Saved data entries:
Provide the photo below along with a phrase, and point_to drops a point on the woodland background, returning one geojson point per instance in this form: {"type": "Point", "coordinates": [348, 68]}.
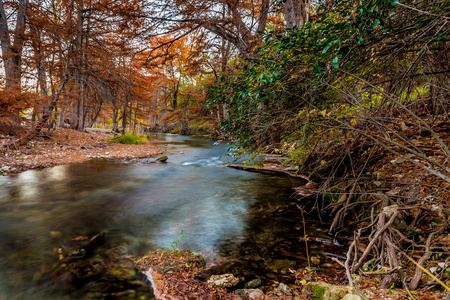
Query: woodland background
{"type": "Point", "coordinates": [347, 90]}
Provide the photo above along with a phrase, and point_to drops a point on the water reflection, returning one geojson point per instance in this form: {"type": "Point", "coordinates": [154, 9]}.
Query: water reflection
{"type": "Point", "coordinates": [225, 213]}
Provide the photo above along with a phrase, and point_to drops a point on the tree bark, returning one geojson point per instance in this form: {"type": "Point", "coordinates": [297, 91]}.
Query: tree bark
{"type": "Point", "coordinates": [12, 51]}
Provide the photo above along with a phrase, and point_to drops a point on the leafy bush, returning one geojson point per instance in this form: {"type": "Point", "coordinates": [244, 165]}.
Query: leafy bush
{"type": "Point", "coordinates": [131, 138]}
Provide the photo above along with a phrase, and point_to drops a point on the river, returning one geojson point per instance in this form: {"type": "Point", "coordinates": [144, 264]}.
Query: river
{"type": "Point", "coordinates": [246, 221]}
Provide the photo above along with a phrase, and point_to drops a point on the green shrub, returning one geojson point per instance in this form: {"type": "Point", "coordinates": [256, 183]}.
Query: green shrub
{"type": "Point", "coordinates": [131, 138]}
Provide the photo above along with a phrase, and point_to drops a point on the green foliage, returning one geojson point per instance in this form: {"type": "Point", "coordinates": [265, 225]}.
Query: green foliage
{"type": "Point", "coordinates": [304, 83]}
{"type": "Point", "coordinates": [131, 138]}
{"type": "Point", "coordinates": [174, 244]}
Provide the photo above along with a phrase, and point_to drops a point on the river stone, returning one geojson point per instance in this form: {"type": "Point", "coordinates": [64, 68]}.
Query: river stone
{"type": "Point", "coordinates": [223, 281]}
{"type": "Point", "coordinates": [315, 260]}
{"type": "Point", "coordinates": [325, 291]}
{"type": "Point", "coordinates": [162, 159]}
{"type": "Point", "coordinates": [250, 293]}
{"type": "Point", "coordinates": [253, 283]}
{"type": "Point", "coordinates": [279, 264]}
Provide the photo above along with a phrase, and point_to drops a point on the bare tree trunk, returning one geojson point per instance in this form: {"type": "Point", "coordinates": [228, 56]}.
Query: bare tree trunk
{"type": "Point", "coordinates": [296, 12]}
{"type": "Point", "coordinates": [12, 50]}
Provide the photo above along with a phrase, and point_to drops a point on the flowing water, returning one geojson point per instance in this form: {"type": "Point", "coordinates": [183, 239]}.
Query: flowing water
{"type": "Point", "coordinates": [248, 222]}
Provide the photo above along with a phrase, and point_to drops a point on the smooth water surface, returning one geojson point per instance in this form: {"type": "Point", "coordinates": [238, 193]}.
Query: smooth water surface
{"type": "Point", "coordinates": [247, 220]}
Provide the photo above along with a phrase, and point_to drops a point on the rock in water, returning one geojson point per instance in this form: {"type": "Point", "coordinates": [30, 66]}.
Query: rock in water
{"type": "Point", "coordinates": [253, 283]}
{"type": "Point", "coordinates": [223, 281]}
{"type": "Point", "coordinates": [162, 159]}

**The task:** Write out every line of the saved data entries word for word, leaving out the pictures.

**Worked solution:**
Provide the photo below along with a phrase, and point_to drops a point on the woodland background, returning one geojson point per instance in this form: {"type": "Point", "coordinates": [348, 68]}.
Query: woodland background
{"type": "Point", "coordinates": [347, 90]}
Provide the photo above along with a phrase, and point_to drops a point on the water reflection, returning one geojson point per instance in this form: {"type": "Point", "coordinates": [154, 9]}.
Query: water reflection
{"type": "Point", "coordinates": [225, 213]}
Provide the photo above along with a phrase, and point_to drops a point on the tree bark, returning one geojson point per instance in this form: {"type": "Point", "coordinates": [297, 91]}.
Query: tree bark
{"type": "Point", "coordinates": [12, 51]}
Provide the photo above along with a phrase, and point_to drops a point on the leafy bush, returning one geojson point per instance in this form: {"type": "Point", "coordinates": [244, 165]}.
Query: leafy bush
{"type": "Point", "coordinates": [131, 138]}
Provide the photo above along with a phrase, and point_to drops a point on the river, returning one geojson point per instance in this form: {"type": "Point", "coordinates": [144, 264]}.
Query: river
{"type": "Point", "coordinates": [246, 221]}
Provide the photo above along with a phrase, and point_to drops a point on the green shrub, returning one geojson point per instance in this form: {"type": "Point", "coordinates": [256, 183]}.
Query: green shrub
{"type": "Point", "coordinates": [131, 138]}
Provide the photo above along with a phrase, and point_to drops a point on the green foliage, returning one geojson point per instance in this form: {"type": "Point", "coordinates": [265, 225]}.
Query: green foliage
{"type": "Point", "coordinates": [304, 83]}
{"type": "Point", "coordinates": [131, 138]}
{"type": "Point", "coordinates": [174, 244]}
Provide the photo above along with a phrase, and point_to drops a point on the river stone, returning one geojson point per instance in this form: {"type": "Point", "coordinates": [64, 68]}.
Query: river stone
{"type": "Point", "coordinates": [223, 281]}
{"type": "Point", "coordinates": [315, 260]}
{"type": "Point", "coordinates": [325, 291]}
{"type": "Point", "coordinates": [162, 159]}
{"type": "Point", "coordinates": [250, 293]}
{"type": "Point", "coordinates": [253, 283]}
{"type": "Point", "coordinates": [279, 264]}
Provide the photo above along with a phrase, and point_to drops a point on the bare tree trunk, returning one geojson point per instance in this form: {"type": "Point", "coordinates": [228, 56]}.
Query: bare tree trunk
{"type": "Point", "coordinates": [296, 12]}
{"type": "Point", "coordinates": [12, 50]}
Provide the photo above along with a phrase, and point_to drops a point on the flowing water, returning one geojson point per instance in this form: {"type": "Point", "coordinates": [183, 239]}.
Query: flowing water
{"type": "Point", "coordinates": [248, 222]}
Provide the photo above along with a phrase, and point_to drops a point on the smooth water surface, returning one geojson point per instance in this form: {"type": "Point", "coordinates": [238, 193]}.
Query: smooth water surface
{"type": "Point", "coordinates": [247, 220]}
Provide the photo above along with a phrase, and point_to drops a point on the rock in water, returning one geojson point per instance in this form: {"type": "Point", "coordinates": [30, 66]}.
Query: rock in water
{"type": "Point", "coordinates": [253, 283]}
{"type": "Point", "coordinates": [223, 281]}
{"type": "Point", "coordinates": [162, 159]}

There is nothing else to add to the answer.